* _Passage_:
In a pandemic and post-pandemic state, phrases like this one will be the norm as the response to COVID-19 changes healthcare forever.

Telehealth’s rapid scale up has been critical in the public health response to the Coronavirus
pandemic. We’ve reached a tipping point, and patients are unlikely to revert to the previous reality once society recovers from today’s outbreak, particularly as the likelihood of follow-on waves looms absent a vaccine.
Telehealth will be critical to addressing access to care and helping to mitigate a clinician shortage that the pandemic has no doubt exacerbated. But it must be done right.
To make the former imperative possible, a critical piece will be that providers plot out sustainable pricing and customer experience (CX) models that hold both clinicians and patients accountable in the way that poor patient satisfaction scores and copays and last-minute cancelation fees, respectively, have held them accountable for in-person visits. To support the latter imperative, providers must first determine which clinicians should deliver what types of care via telehealth and which ones should be elevated to higher levels of practice elsewhere on the continuum—which could include in patients’ homes.

* _Assignment_:
In the passage on telehealth, what shortage does telehealth help to mitigate? The listing that follows comes from a separate source.

* _Given entries_:

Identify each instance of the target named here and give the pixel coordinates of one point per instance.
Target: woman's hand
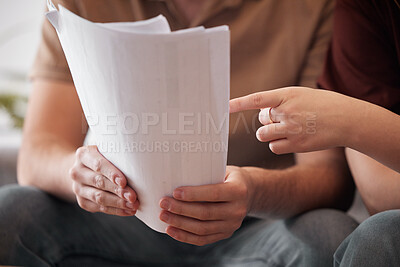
(299, 119)
(99, 186)
(205, 214)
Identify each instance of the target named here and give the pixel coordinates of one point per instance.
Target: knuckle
(97, 164)
(216, 194)
(205, 214)
(202, 229)
(201, 241)
(75, 188)
(274, 148)
(99, 198)
(257, 99)
(121, 203)
(80, 152)
(117, 191)
(236, 225)
(242, 191)
(103, 208)
(99, 181)
(176, 208)
(73, 173)
(82, 204)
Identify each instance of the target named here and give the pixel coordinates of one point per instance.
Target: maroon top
(363, 60)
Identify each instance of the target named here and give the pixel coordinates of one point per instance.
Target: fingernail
(129, 205)
(164, 217)
(118, 181)
(127, 196)
(130, 212)
(178, 194)
(165, 204)
(171, 231)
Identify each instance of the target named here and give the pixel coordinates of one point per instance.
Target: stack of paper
(156, 101)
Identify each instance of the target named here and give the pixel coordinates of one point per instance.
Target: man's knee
(375, 242)
(23, 212)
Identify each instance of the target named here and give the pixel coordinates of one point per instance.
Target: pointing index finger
(257, 100)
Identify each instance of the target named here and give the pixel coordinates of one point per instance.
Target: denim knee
(374, 243)
(23, 212)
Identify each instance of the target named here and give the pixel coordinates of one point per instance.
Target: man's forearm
(44, 163)
(318, 180)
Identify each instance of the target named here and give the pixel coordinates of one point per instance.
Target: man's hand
(205, 214)
(299, 119)
(99, 186)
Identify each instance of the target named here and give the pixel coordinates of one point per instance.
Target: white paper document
(156, 101)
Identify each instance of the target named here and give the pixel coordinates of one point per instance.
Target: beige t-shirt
(274, 43)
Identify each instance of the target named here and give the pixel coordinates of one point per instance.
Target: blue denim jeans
(37, 229)
(376, 242)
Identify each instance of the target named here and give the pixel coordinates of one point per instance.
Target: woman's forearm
(375, 131)
(45, 164)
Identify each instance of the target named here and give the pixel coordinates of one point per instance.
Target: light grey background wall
(20, 22)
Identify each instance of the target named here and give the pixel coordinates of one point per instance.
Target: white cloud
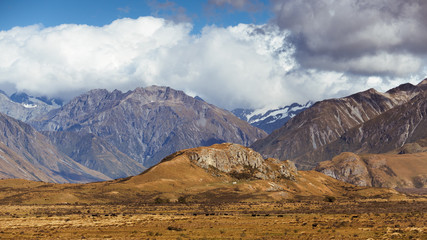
(240, 66)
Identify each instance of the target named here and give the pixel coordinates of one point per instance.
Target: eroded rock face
(241, 162)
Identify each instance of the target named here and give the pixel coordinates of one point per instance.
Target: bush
(330, 199)
(159, 200)
(182, 200)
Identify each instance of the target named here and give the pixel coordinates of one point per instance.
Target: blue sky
(232, 53)
(101, 12)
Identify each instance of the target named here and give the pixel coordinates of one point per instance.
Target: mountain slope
(272, 119)
(327, 121)
(25, 108)
(25, 153)
(391, 130)
(219, 173)
(149, 123)
(378, 170)
(95, 153)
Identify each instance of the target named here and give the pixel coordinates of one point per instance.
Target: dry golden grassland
(369, 219)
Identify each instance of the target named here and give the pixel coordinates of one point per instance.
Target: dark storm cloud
(358, 36)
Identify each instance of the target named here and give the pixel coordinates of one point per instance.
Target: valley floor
(376, 219)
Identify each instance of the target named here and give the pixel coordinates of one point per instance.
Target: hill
(220, 173)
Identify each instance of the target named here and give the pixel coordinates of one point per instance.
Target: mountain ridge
(149, 123)
(326, 121)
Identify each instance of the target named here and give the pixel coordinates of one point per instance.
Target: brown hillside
(379, 170)
(220, 173)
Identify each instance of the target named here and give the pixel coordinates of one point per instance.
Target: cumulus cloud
(241, 66)
(241, 5)
(251, 66)
(365, 37)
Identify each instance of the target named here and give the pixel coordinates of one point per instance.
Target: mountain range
(270, 119)
(24, 107)
(28, 154)
(219, 173)
(368, 138)
(333, 126)
(148, 124)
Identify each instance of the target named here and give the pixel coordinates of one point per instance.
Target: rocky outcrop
(240, 162)
(25, 153)
(305, 138)
(378, 170)
(148, 124)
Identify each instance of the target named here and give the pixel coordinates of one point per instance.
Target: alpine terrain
(271, 119)
(368, 121)
(24, 107)
(26, 153)
(148, 124)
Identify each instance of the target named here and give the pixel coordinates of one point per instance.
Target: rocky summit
(148, 124)
(239, 161)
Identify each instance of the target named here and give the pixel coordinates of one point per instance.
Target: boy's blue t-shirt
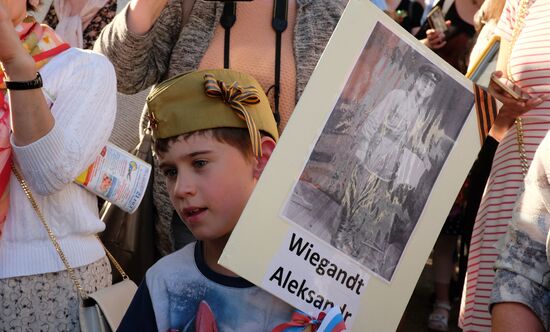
(180, 292)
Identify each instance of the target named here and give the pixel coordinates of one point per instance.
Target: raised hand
(13, 57)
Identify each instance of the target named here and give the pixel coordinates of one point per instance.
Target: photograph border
(260, 232)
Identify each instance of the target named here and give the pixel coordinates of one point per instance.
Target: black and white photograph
(370, 173)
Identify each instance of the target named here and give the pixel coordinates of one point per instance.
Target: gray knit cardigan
(173, 46)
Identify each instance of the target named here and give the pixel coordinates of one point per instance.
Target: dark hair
(236, 137)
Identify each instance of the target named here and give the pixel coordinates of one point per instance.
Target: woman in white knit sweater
(57, 129)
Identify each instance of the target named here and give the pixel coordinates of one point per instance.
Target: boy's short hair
(236, 137)
(210, 100)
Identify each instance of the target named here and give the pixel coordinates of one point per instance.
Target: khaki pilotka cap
(209, 99)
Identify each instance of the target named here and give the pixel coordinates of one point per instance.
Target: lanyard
(279, 23)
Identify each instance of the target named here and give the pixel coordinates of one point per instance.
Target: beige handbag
(103, 310)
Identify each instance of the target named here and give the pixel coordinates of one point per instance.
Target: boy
(214, 133)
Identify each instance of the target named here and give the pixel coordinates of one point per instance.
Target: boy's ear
(268, 145)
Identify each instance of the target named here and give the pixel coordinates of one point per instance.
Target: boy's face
(209, 183)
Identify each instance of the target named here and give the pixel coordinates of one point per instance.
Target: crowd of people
(59, 85)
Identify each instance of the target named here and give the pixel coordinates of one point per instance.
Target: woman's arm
(141, 57)
(31, 118)
(83, 89)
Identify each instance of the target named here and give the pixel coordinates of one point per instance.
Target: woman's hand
(16, 62)
(435, 39)
(505, 119)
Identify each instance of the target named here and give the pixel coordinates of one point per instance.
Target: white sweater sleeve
(83, 88)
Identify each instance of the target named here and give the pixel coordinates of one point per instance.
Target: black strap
(229, 16)
(279, 24)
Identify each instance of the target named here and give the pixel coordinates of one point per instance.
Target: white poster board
(357, 190)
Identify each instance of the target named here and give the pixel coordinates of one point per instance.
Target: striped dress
(530, 66)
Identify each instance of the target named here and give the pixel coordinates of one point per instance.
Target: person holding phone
(152, 40)
(57, 109)
(451, 43)
(523, 60)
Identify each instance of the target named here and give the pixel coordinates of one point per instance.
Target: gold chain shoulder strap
(53, 239)
(518, 26)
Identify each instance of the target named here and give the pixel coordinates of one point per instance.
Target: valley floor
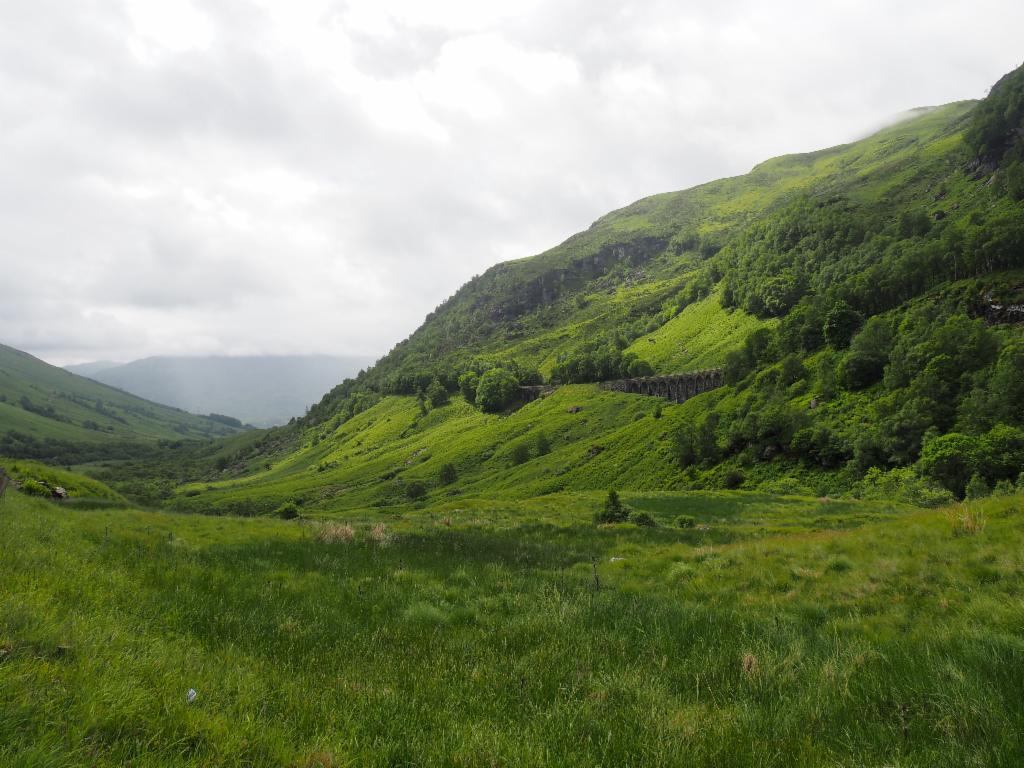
(773, 632)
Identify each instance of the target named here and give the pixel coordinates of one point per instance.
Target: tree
(1000, 453)
(467, 386)
(950, 460)
(613, 511)
(436, 393)
(865, 363)
(841, 324)
(497, 390)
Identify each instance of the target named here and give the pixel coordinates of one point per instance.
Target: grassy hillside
(859, 299)
(774, 632)
(45, 410)
(262, 390)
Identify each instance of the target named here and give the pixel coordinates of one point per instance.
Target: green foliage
(35, 487)
(901, 484)
(415, 491)
(841, 324)
(520, 454)
(436, 393)
(448, 474)
(266, 602)
(287, 511)
(950, 460)
(468, 383)
(613, 510)
(977, 487)
(995, 128)
(497, 390)
(643, 519)
(601, 359)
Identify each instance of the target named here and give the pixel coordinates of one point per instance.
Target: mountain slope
(44, 410)
(259, 390)
(863, 301)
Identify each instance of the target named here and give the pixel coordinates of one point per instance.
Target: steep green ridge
(46, 412)
(264, 391)
(860, 299)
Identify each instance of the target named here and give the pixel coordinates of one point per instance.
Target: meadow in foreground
(773, 632)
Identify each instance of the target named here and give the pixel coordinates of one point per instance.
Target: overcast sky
(233, 176)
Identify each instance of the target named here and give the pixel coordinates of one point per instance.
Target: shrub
(497, 390)
(613, 511)
(841, 324)
(448, 475)
(287, 511)
(968, 521)
(331, 532)
(733, 479)
(34, 487)
(436, 393)
(1004, 487)
(977, 487)
(520, 454)
(901, 484)
(643, 520)
(950, 461)
(467, 385)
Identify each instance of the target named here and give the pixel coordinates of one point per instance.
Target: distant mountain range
(263, 391)
(49, 413)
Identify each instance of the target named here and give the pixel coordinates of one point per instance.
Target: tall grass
(779, 636)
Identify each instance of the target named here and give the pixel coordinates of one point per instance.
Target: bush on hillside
(497, 390)
(519, 455)
(613, 510)
(448, 475)
(468, 383)
(287, 511)
(901, 484)
(643, 519)
(436, 393)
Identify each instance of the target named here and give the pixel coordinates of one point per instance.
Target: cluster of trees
(601, 359)
(939, 384)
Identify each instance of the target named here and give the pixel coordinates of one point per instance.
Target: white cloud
(255, 176)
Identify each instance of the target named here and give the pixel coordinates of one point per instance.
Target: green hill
(863, 300)
(48, 413)
(265, 390)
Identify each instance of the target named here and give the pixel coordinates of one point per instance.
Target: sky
(255, 177)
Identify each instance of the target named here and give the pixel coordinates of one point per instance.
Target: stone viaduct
(676, 387)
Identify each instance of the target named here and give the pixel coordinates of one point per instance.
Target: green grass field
(774, 632)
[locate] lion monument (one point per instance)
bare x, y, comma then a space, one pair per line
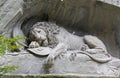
46, 38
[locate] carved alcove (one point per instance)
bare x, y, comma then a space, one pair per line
93, 17
80, 17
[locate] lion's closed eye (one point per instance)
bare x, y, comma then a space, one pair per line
39, 31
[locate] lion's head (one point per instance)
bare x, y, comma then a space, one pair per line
43, 34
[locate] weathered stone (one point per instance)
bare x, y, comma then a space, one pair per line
93, 17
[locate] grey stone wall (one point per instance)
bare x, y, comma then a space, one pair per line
93, 17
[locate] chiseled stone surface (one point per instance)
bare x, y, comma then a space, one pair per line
82, 64
92, 17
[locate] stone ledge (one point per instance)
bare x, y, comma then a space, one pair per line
58, 76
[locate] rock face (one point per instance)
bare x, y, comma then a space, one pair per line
93, 17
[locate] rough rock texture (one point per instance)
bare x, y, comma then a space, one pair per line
93, 17
29, 64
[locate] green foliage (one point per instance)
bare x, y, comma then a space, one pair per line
9, 44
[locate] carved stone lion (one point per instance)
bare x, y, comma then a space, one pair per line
59, 40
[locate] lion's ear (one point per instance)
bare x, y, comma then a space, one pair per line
45, 43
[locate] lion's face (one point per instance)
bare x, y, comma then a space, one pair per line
37, 34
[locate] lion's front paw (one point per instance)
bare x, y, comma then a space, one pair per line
49, 61
33, 44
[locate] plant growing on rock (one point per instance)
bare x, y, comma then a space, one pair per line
8, 44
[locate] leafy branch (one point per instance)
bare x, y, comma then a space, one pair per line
8, 44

* _Response area_:
A clinician shortage, which the pandemic has exacerbated.